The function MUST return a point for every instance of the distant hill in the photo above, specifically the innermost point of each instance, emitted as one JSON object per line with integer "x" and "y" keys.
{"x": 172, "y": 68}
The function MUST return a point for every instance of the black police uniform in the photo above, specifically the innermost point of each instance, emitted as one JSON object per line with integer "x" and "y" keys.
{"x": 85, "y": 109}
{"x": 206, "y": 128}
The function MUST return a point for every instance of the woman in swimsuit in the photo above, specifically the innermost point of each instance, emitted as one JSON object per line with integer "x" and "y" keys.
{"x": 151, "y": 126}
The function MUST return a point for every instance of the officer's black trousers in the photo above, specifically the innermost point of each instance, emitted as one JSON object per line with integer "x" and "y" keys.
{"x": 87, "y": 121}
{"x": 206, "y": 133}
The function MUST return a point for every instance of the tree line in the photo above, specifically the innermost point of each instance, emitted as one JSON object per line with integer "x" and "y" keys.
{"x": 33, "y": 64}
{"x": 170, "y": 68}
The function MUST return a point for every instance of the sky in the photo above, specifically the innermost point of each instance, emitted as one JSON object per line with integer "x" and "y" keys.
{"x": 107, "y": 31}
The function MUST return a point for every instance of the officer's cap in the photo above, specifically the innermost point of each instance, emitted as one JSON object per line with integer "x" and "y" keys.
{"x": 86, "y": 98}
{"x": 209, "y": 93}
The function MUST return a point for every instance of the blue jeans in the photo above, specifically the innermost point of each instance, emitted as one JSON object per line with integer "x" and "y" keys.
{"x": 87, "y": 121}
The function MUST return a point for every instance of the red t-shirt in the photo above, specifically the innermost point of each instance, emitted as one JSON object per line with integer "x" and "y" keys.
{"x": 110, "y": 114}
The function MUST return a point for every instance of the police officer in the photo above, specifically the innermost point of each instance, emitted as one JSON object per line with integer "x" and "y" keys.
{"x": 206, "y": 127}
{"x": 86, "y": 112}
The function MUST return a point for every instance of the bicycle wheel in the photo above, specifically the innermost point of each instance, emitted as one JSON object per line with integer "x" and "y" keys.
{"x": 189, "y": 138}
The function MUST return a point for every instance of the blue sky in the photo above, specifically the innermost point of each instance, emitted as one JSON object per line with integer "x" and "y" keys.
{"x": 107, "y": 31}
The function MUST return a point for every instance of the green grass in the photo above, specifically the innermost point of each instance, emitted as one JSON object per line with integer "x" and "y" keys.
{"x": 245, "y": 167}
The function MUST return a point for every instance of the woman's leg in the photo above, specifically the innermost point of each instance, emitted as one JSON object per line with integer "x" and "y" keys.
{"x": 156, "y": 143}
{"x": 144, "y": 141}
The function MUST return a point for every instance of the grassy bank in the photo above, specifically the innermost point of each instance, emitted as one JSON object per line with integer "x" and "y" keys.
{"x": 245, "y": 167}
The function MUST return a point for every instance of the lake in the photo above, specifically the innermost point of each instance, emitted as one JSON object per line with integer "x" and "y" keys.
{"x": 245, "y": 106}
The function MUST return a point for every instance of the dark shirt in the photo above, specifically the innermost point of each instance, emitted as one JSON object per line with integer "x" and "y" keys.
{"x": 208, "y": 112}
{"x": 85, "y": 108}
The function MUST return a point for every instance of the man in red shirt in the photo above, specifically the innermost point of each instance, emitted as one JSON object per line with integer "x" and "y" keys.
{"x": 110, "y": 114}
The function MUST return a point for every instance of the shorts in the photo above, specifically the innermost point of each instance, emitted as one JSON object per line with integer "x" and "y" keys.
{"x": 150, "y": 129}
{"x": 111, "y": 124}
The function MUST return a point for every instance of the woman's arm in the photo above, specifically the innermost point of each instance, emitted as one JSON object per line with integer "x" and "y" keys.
^^^^^^^^
* WHAT THE EXERCISE ASKS
Give back the entire listing, line for line, exactly as it stands.

* ANSWER TO THIS EXERCISE
The function MUST return a point for every instance of the distant hill in the photo above, specifically the innermost point of each instance, emitted as one JSON object per line with integer "x" and "y" keys.
{"x": 172, "y": 68}
The function MUST return a point for every instance of the black police uniform in the photo above, specifically the innermost point of each instance, emitted as one JSON object per line with integer "x" and "y" keys.
{"x": 85, "y": 109}
{"x": 206, "y": 128}
The function MUST return a point for every instance of the woman in swimsuit in the photo above, specifically the innermost point of each instance, emitted as one JSON object per line with integer "x" and "y" keys.
{"x": 151, "y": 126}
The function MUST return a point for every instance of the officer's black trousers in the photo above, specifically the innermost point of each instance, emitted as one JSON object per line with integer "x" and "y" keys.
{"x": 87, "y": 121}
{"x": 206, "y": 133}
The function MUST return a point for every instance of the tree line in the photo above, specifically the innermost point of each instance, emitted as one JSON object per line with integer "x" and "y" keys.
{"x": 33, "y": 64}
{"x": 170, "y": 68}
The function MUST return a point for every instance of the sky in the photo above, specifically the innermost point of each instance, emitted as one JSON object per line with integer "x" and "y" keys.
{"x": 107, "y": 31}
The function MUST return a point for every instance of the officer's cap in the photo above, specifically the innermost point of each instance, emitted as one JSON object per line with integer "x" and "y" keys.
{"x": 86, "y": 98}
{"x": 209, "y": 93}
The function MUST return a point for every instance of the blue jeans in the photo above, specifically the innermost point of each instance, emitted as one JSON object per line with integer "x" and "y" keys.
{"x": 87, "y": 121}
The function MUST return a point for every instance of the red t-shirt in the photo above, specifically the innermost point of each instance, emitted as one JSON object per line with integer "x" and "y" keys.
{"x": 110, "y": 114}
The function MUST return a point for every instance of the police officer in the photo above, specifically the innermost point of each instance, emitted as one JSON object per line with integer "x" and "y" keys.
{"x": 206, "y": 127}
{"x": 86, "y": 112}
The function MUST return a point for every instance of the bicycle wheel in the photo above, specifically the innermost point of each instance, emitted as one JSON object per line with integer "x" and "y" keys.
{"x": 189, "y": 138}
The function MUST return a point for every instance of the blue sky in the photo above, specifically the innermost point of each instance, emitted as one JSON object per line with integer "x" and "y" keys.
{"x": 107, "y": 31}
The function MUST return a point for every instance of the green grass in the photo above, specifically the innermost point of each instance, emitted as one JSON object per line with integer "x" and "y" keys.
{"x": 245, "y": 167}
The function MUST return a point for every instance of the woman's leg in the photo above, specifically the innermost point of each instance, emitted as one JSON object per line with integer "x" and "y" keys.
{"x": 156, "y": 143}
{"x": 144, "y": 141}
The function MUST return a point for every instance of the grassy bank in the photo above, specifically the innermost point of each instance, emitted as one JSON object per line with integer "x" and "y" keys.
{"x": 245, "y": 167}
The function MUST return a point for every instance of the lake in the photo above, specifically the innermost point of each instance, emitted as one JSON object per line with integer "x" and "y" keys.
{"x": 245, "y": 106}
The function MUST return a point for every instance of the dark shirt in the photo above, specifically the innermost point of each instance, emitted as one JSON object per line with integer "x" and "y" keys.
{"x": 208, "y": 112}
{"x": 85, "y": 108}
The function MUST return a point for every instance of the man in red shirt in the photo above, specifically the innermost point of each instance, emitted as one JSON object per line with integer "x" and "y" keys.
{"x": 110, "y": 114}
The function MUST return a point for every instance of the shorts in the photo above, specifically the innermost point of each instance, emitted as one JSON object per line with integer "x" and "y" keys.
{"x": 150, "y": 129}
{"x": 111, "y": 124}
The function MUST return a point for every instance of the woman's arm in the photo above, specifically the innermost point of each instance, emitted as one JSON object per line with integer "x" and "y" keys.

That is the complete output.